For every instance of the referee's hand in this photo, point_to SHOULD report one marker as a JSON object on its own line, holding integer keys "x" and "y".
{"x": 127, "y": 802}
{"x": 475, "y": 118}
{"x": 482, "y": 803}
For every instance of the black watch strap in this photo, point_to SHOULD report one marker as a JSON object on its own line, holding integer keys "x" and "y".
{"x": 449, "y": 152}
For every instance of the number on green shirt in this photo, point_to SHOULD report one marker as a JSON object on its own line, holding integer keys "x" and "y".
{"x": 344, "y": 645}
+ + + + +
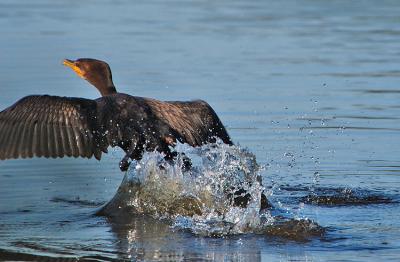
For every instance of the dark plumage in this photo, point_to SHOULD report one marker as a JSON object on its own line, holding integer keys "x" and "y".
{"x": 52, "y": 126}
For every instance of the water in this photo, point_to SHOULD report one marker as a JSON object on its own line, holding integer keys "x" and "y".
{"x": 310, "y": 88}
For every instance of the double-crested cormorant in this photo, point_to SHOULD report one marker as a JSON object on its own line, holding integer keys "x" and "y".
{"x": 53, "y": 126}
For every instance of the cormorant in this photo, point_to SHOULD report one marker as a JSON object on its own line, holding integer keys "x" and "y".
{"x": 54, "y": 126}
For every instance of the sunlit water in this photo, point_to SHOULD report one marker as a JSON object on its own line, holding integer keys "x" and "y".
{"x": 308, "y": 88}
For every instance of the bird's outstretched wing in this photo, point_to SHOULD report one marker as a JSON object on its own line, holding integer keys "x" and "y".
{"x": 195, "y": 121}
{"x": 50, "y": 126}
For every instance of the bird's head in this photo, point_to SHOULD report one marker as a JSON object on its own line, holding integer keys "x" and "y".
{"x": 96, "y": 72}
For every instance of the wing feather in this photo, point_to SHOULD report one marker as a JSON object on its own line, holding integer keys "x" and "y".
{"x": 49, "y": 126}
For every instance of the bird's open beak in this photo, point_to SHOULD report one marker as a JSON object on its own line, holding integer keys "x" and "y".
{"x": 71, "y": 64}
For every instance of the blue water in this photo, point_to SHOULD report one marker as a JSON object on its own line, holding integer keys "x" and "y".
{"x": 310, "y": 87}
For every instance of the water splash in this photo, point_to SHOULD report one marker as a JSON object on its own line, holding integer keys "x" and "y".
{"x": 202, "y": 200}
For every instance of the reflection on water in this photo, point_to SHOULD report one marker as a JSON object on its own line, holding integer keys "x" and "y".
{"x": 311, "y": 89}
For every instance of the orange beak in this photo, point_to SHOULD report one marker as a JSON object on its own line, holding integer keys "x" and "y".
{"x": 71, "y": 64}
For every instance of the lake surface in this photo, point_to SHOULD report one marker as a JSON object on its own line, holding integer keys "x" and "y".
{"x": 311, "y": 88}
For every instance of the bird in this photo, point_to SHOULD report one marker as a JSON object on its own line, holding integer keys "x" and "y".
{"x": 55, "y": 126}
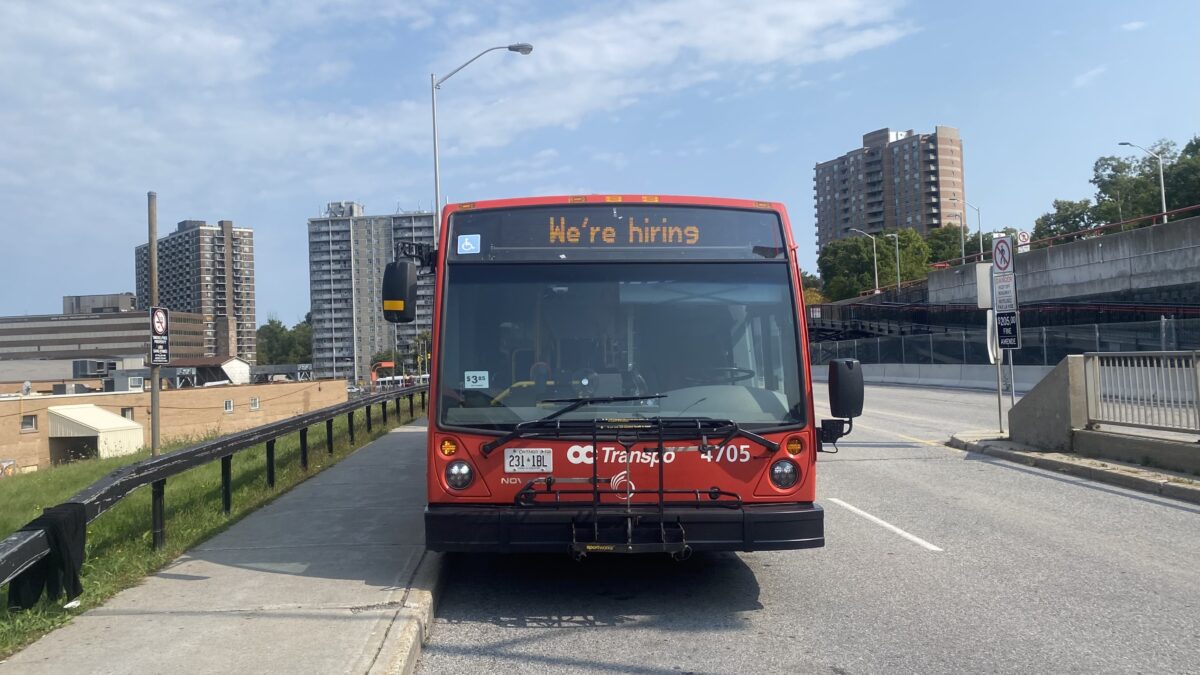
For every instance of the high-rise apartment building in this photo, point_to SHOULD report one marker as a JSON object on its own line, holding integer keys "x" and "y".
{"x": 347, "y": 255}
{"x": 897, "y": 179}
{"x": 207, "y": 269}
+ + + + +
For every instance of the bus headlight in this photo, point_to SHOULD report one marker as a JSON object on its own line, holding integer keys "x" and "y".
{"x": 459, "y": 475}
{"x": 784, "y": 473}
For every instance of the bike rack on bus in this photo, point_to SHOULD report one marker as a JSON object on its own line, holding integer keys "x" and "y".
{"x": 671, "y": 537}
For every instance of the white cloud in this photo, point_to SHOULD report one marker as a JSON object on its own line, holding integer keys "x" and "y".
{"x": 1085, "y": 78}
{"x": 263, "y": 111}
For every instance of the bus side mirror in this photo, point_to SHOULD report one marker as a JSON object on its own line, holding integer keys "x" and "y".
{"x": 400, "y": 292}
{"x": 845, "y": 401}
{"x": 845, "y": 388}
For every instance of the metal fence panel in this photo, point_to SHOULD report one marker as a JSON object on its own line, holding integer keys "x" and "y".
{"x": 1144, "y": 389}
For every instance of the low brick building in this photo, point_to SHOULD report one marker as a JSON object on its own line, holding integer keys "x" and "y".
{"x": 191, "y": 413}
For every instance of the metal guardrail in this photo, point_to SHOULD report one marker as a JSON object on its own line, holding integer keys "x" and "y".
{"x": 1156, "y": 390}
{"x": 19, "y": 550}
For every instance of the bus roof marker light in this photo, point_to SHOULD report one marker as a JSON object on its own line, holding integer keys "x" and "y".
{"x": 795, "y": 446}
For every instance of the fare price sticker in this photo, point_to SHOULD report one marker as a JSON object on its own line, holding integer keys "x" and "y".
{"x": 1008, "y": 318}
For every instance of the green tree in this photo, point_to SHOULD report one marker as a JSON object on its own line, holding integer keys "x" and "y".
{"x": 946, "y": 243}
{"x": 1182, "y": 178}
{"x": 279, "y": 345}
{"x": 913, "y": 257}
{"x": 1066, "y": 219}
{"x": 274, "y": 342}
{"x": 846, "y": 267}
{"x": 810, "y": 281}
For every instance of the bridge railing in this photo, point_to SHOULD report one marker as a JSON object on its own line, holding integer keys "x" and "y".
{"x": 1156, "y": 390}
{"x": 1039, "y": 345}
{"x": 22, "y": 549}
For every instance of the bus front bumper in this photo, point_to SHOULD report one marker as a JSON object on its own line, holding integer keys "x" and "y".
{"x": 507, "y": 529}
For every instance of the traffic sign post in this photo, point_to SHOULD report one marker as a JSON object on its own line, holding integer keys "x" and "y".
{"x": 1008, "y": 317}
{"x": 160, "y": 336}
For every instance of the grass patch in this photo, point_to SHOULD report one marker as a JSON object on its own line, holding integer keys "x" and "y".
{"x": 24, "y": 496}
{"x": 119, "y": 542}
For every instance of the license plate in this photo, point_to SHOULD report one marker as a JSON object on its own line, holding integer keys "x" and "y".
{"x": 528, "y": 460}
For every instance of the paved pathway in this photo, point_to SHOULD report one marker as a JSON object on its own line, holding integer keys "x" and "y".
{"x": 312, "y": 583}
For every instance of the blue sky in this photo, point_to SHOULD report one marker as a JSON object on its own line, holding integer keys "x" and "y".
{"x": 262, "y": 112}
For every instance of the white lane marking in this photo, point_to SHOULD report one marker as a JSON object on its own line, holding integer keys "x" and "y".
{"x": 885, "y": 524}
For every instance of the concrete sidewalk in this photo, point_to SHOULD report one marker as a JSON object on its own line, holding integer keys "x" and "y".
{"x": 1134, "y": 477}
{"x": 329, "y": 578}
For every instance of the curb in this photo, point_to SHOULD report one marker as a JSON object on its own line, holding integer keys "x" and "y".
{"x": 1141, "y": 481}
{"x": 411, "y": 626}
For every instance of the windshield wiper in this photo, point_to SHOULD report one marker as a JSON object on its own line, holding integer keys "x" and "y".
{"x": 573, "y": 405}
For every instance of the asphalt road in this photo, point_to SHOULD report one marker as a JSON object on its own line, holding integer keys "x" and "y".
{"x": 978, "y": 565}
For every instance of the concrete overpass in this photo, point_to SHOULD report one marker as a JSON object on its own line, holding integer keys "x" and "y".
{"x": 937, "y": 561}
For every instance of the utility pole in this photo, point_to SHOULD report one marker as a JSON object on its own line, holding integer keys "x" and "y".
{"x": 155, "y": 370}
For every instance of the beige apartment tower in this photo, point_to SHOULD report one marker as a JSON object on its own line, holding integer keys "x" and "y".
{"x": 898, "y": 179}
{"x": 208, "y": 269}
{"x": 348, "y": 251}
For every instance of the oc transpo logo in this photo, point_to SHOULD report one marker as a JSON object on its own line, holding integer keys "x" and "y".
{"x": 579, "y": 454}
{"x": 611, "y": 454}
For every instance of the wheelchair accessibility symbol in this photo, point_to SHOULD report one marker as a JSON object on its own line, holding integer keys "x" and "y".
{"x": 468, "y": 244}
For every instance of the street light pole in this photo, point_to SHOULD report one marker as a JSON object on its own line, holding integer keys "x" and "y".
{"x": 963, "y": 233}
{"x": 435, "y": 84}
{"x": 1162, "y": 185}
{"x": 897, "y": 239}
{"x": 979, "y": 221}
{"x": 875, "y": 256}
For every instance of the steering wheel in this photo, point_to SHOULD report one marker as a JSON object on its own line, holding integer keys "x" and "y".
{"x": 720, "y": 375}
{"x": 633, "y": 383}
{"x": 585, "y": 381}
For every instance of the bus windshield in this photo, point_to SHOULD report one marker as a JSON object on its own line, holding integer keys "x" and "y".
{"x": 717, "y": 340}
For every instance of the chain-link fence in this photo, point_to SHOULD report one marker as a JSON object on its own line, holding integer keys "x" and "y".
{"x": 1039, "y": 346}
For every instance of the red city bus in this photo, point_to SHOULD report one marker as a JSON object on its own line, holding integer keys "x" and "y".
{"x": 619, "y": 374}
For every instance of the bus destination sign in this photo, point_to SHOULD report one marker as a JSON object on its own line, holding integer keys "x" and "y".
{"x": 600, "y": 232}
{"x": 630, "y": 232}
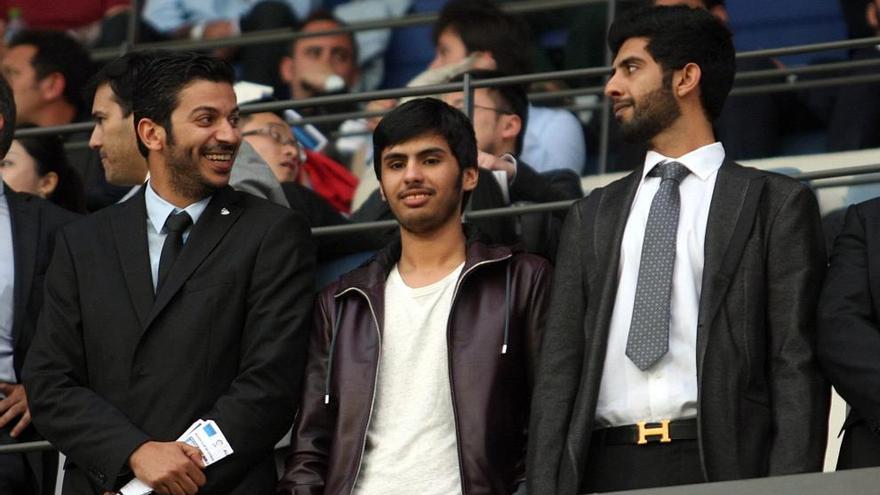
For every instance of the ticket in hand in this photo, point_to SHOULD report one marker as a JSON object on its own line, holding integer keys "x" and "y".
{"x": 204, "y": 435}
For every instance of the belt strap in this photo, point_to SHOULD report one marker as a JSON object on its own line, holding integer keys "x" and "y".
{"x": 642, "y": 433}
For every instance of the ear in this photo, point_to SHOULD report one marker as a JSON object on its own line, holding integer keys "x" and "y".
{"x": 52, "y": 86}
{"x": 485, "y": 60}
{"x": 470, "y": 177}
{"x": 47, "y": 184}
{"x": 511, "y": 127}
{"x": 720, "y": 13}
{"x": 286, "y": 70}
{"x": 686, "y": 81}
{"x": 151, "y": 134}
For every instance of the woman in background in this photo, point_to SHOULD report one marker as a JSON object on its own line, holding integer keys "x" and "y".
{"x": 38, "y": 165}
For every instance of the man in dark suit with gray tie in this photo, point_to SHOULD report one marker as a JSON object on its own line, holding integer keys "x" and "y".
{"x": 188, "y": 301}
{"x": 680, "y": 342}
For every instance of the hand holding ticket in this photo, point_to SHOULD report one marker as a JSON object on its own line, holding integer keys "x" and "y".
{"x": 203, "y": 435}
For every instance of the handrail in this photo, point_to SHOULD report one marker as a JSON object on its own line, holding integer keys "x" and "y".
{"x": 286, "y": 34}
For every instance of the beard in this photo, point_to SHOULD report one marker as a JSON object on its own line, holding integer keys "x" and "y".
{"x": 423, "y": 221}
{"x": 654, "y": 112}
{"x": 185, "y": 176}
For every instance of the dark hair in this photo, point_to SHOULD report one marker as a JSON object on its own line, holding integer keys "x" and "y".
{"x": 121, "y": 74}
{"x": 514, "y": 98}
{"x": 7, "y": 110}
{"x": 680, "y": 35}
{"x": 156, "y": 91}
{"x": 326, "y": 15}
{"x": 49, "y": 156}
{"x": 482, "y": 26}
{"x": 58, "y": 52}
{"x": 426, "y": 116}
+ + + + +
_TO BE DONE_: Find every line in the material above that contains the string "fence" and copy each of those lines in full, treating uppercase and lowercase letters as different.

_OUTPUT FOR THIS TASK_:
For every instance of the metal fence panel in this photo, point_to SHOULD report one marker as a JSON object on its own line, holding integer keys "x" and "y".
For every instance of the chain-link fence in this photo, point_to SHOULD report one marker as a JSON object on its own line, holding integer keys "x" and "y".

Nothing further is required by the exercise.